[Stored records]
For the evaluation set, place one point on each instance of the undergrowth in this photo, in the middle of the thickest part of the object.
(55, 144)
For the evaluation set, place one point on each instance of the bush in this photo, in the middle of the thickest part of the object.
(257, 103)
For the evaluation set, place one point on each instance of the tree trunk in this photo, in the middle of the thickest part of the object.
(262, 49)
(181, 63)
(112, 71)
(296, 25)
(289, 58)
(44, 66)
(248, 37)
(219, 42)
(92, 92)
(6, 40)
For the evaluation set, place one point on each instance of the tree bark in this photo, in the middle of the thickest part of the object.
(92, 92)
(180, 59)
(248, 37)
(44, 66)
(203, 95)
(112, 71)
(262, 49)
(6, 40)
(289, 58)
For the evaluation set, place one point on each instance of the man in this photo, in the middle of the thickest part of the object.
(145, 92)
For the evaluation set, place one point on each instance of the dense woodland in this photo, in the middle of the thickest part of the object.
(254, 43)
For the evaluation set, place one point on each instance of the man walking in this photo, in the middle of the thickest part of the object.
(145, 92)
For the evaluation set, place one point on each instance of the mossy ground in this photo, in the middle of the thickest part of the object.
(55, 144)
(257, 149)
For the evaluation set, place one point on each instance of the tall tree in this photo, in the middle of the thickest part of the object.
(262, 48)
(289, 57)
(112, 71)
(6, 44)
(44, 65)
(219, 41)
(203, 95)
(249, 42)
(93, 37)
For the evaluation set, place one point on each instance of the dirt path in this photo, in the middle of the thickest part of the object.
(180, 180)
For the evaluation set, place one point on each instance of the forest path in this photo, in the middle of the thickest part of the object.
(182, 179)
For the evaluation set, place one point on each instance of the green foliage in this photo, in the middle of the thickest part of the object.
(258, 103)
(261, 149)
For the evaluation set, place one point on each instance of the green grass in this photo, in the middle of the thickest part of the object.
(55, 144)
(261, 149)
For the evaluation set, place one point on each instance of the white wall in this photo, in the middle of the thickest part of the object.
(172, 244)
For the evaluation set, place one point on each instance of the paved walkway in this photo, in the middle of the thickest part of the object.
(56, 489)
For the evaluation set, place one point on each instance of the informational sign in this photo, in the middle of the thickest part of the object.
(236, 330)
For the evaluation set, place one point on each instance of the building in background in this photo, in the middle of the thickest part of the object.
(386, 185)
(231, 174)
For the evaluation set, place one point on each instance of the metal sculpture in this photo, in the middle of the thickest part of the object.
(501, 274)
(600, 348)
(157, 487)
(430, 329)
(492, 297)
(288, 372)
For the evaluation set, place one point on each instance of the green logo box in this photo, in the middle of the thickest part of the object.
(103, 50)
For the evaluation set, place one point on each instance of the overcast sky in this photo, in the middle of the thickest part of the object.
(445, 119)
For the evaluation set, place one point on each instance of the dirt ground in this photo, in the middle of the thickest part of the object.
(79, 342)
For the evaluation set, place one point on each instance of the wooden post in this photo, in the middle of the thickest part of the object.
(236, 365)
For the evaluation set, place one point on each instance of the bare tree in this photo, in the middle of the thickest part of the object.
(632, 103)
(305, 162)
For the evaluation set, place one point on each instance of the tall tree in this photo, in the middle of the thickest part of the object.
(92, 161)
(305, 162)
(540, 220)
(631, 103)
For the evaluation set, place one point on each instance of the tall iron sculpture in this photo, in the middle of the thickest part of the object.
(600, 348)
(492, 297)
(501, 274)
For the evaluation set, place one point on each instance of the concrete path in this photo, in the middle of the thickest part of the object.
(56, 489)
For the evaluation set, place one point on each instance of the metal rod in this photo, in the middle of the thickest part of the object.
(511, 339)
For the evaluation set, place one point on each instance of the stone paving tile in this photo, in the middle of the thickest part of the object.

*SHORT EXERCISE*: Please print every line of the data above again, word for word and without changes.

*CORRECT ANSWER*:
For the evaluation set, place one point on each instance of the undergrowth in this photo, in the middle of the thickest part of the object.
(55, 144)
For the evaluation set, place one point on each instance of the bush in this photo, in the middle of the thickest part of the object.
(257, 103)
For the evaluation set, place one point on each instance of the tree trunk in this photo, in the middle of the thickest part of the object.
(262, 49)
(181, 63)
(112, 71)
(296, 25)
(289, 58)
(44, 66)
(248, 37)
(219, 42)
(92, 92)
(6, 40)
For the evaluation set, place one point on each instance of the tree bark in this photo, in the middle of the thickest part of the object.
(92, 92)
(180, 59)
(248, 37)
(44, 66)
(203, 95)
(112, 71)
(262, 49)
(6, 40)
(289, 58)
For the evaluation set, place one point on each instance of the man in this photo, in the middle of the thickest part of the object.
(145, 92)
For the evaluation set, place one point on each instance of the dense woodland in this photo, in the middle of the thickest part of the object.
(254, 43)
For the evaluation set, place one point on each instance of the man walking in this photo, in the middle of the thickest part of the object.
(145, 92)
For the evaluation set, place one point on each instance of the mossy ground in this photo, in the middle of the thickest part of the object.
(55, 144)
(257, 149)
For the evaluation set, place one point on each instance of the tall tree in this photo, in the middle of the thickest part of the object.
(262, 48)
(289, 57)
(112, 71)
(6, 44)
(44, 65)
(219, 41)
(203, 95)
(249, 42)
(93, 37)
For the evaluation set, place one point on each instance of the dirt path in this photo, in the middle of the thickest part of the object.
(180, 180)
For the evaluation set, place one point on each instance of the forest path in this photo, in the middle of the thickest part of the object.
(182, 179)
For the evaluation set, place one point on each instance of the green foliage in this photo, in the middle of the thickest part of the object.
(258, 103)
(261, 149)
For the evaluation set, place one point on each instance of the green grass in this photo, in the middle of the thickest part of the object.
(55, 144)
(261, 149)
For the evaluation set, place one point on each instance of the white wall in this photo, in the middle of the thickest part of the object.
(172, 244)
For the evaluation set, place one point on each instance of the paved walkway in this photo, in the middle of the thickest part of the object.
(56, 489)
For the evaluation set, place one point on each instance of the informational sign in this photo, in the middle of the thickest part of the object.
(236, 330)
For the evaluation set, place one point on each instance of the building in background in this photo, in the middle of the thickest part of the object.
(386, 185)
(231, 174)
For the evaluation set, place one point on each instance of the metal sculpture in this photo, in the middle of the thickest part of the object.
(501, 274)
(600, 348)
(157, 487)
(430, 329)
(492, 297)
(288, 372)
For the evaluation set, place one point on each instance of the green logo box in this photo, in the middle of the thickest part of the object.
(103, 50)
For the evaluation set, place one point on each instance of the overcast sky in this photo, in the middle of the thickest part of the object.
(445, 119)
For the evaluation set, place one point on each instance of the dirt ground in this photo, in the middle of the thickest part of the object.
(79, 342)
For the evaluation set, place one point on each instance of the wooden post in this photo, in the middle of the thickest part of the object.
(236, 365)
For the evaluation set, place one point on each instance of the bare tree in this photo, in the middle of the thickest part of the object.
(632, 103)
(305, 162)
For the evaluation set, place one point on each instance of the tall tree in this photo, in the middle of the thickest part of the object.
(92, 161)
(305, 162)
(540, 220)
(631, 103)
For the evaluation set, place one point on each instance of the tall iron sculpture in this photo, in the middle of the thickest part of the object.
(600, 348)
(492, 297)
(501, 274)
For the evaluation set, place one point on each instance of the concrete path in this photo, in the middle of the thickest part of the object.
(56, 489)
For the evaluation set, place one point on each instance of the metal rod in this photo, in the middle of the thickest part of the object.
(511, 339)
For the evaluation set, place one point on each instance of the stone paving tile in this photo, in the middle of the thickest part of the object.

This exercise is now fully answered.